**What is required:** From the line with "of the blue" to the final line, print the records exactly as they are.

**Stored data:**
┄┄┄┄┄┄

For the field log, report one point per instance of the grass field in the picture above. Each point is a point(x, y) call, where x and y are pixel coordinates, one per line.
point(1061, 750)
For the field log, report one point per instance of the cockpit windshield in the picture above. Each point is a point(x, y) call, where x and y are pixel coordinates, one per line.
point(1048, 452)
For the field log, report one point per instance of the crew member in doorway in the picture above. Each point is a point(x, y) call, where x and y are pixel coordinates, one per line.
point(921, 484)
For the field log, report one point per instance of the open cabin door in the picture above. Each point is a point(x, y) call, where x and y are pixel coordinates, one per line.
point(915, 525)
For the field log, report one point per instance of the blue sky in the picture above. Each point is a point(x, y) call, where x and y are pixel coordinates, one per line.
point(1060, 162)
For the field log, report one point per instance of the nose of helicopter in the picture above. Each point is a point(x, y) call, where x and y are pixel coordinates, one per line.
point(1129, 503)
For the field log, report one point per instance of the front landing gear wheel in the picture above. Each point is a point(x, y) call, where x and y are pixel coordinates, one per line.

┄┄┄┄┄┄

**Expected answer:**
For the field log, report one point per instance of the blue sky in the picture above. Each point is a point(x, y) call, where x and y are pixel coordinates, one per line.
point(1060, 162)
For the field log, report one point per instance of the nose of helicopter in the picture above. Each point is a point(x, y) call, where x and y are pixel coordinates, one per line.
point(1129, 503)
For the field log, report one point per instance of the front landing gear wheel in the picture above. Each point is a point(x, y) call, where x and y are pixel coordinates, one per line.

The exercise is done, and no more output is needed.